Document section: Begin

How to Take Away Something Positive from the COVID Crisis

How to Take Away Something Positive from the COVID Crisis

How to Take Away Something Positive from the COVID Crisis

By Kristin Barker

The year 2020 has been difficult for everyone. It has caused organizations and businesses to pivot from their planned strategies and shift quickly to identify new ones. It has forced individuals to find new career paths and create new support structures. It’s kept us from our families and isolated us from the communities we are used to counting on. In short, it has been one tough year.

It has been the most difficult year I have seen over my lifetime. But I will say it has also been inspiring. I have been inspired by the ability of our community and its leaders to come together. Leadership in Columbus has been able to connect in new and sometimes surprising ways to support and meet continually changing needs. 

Betsy Covington at the Community Foundation and Ben Moser at United Way acted very early in the year to coordinate COVID Response calls to keep Columbus connected, positive, and focused throughout much of this crisis year. Their efforts and the efforts of others to join hands and find out-of-the-box solutions in the moment has been very encouraging.

While seeing these efforts gives hope to myself and (I’m sure) to others, our Hiring Well, Doing Good (HWDG) partners also know there will be many additional challenges to address and emerging issues to tackle in the future. We began to talk about the shifts that were happening with our own efforts in Columbus. We heard about the new practices that our business and nonprofit partners were having to adopt and the heightened needs that continue to arise among the populations we serve. 

Our subcommittees began to ask, “What can we learn from our ability to pivot in 2020 that will allow us to react more effectively and responsively in 2021?” This question led us to develop a series of events focused on The Changing COVID Workforce

Our first event in this series will be held on January 21, 2021. This event will address Economic Forces During a Pandemic: How COVID is Shaping the Labor Market. During this event we examine the labor-supply gaps that exist and look at business policies and practices that impact workforce participation. This discussion will set the stage for later events and will consider the need for possible shifts in training and hiring practices.

Document section: End

■ Brief 1 ■
Render this sentence from the article on the COVID crisis in Spanish: "It has been the most difficult year I have seen over my lifetime."
■ Brief 2 ■
Extend the article on the COVID crisis with a few more paragraphs, picking up after its final sentence.
The listing that follows the text plays no part in the work here.

Source information: Begin

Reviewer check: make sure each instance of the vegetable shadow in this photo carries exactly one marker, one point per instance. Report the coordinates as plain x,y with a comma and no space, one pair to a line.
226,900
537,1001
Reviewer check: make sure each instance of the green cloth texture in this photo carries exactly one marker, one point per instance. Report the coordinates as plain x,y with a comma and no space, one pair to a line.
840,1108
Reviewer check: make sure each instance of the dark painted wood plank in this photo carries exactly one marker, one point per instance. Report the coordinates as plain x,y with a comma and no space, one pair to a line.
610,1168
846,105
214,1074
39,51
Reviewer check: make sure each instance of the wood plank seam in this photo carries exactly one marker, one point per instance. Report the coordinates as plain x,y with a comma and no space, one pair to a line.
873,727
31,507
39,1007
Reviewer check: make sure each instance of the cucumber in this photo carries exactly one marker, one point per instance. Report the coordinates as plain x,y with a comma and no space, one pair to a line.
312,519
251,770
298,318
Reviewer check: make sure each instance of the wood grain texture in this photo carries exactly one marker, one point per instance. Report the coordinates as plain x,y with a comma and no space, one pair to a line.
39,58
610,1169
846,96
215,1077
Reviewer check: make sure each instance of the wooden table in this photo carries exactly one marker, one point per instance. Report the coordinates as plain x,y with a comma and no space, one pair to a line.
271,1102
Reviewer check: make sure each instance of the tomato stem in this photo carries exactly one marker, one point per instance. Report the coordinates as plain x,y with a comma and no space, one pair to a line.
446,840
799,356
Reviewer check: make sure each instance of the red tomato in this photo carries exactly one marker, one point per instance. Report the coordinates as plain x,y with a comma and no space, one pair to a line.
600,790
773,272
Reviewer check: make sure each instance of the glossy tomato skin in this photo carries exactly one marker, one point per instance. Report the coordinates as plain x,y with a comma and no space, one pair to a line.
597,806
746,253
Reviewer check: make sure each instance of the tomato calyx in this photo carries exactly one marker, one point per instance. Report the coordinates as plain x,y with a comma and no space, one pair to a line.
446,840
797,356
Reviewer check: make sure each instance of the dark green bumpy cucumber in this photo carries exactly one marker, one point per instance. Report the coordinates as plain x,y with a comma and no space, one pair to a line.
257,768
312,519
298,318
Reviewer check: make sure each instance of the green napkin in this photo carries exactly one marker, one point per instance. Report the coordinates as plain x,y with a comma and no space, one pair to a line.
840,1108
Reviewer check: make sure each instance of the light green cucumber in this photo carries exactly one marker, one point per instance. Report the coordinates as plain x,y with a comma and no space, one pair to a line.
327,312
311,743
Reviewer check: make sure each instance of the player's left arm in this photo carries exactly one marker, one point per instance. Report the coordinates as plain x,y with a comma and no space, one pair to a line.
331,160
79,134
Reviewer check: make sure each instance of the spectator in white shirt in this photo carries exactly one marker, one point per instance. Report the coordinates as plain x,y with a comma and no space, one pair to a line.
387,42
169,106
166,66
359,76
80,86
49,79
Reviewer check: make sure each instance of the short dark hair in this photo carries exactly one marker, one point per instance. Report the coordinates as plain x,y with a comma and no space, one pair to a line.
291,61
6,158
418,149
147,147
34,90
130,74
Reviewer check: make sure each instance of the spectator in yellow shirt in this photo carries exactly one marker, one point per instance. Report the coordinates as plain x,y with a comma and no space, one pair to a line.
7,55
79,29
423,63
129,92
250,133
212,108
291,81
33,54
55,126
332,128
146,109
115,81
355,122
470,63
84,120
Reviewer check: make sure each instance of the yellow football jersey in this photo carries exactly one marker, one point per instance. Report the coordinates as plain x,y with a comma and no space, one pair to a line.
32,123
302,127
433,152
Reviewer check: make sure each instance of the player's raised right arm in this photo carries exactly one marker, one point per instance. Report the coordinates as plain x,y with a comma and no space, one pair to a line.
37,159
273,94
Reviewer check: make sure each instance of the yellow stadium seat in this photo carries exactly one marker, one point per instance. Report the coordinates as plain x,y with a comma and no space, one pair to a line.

Source information: End

■ Reply 1 ■
Ha sido el año más difícil que he visto en toda mi vida.

■ Reply 2 ■
Our second event in the series will be on March 24 and will examine how we leverage our community assets to mitigate the impact of COVID. Betsy Covington and Ben Moser are going to speak during this event and help us think through what our community did really well in 2020. We will discuss how we can leverage what we have learned to navigate 2021 and to improve our community in the future. The final event on May 19 will focus on maintaining the strength of our workforce.

All three of these discussions will help us prepare to successfully repair our local economy in light of the COVID-related adjustments we have been forced to make along the way. We need to be sure that businesses (large and small) can prosper while keeping all people in our community safe and avoiding as much collateral damage from this virus as possible. 

There are also some existing issues that COVID has shined a light on. In comparison to other areas of the country, Columbus has very low average wages. This has created a situation locally where national stimulus efforts may harm our local economy disproportionately. In some cases, businesses have shared that their challenges in hiring additional labor have hamstrung their efforts to produce at scale or accept additional contracts. In other cases, employers have had to scale down production due to workforce restrictions. These situations open up an essential conversation about both average and living wages in Columbus, because it’s important for everyone to earn enough to support their families.

Ultimately, I see a heart at work in our community that is something I don’t believe you can find everywhere. There is a genuine and pervasive desire to work together for the common good. This is something special about Columbus, and I believe the Changing COVID Workforce event series will allow us to take greater advantage of our outstanding community spirit.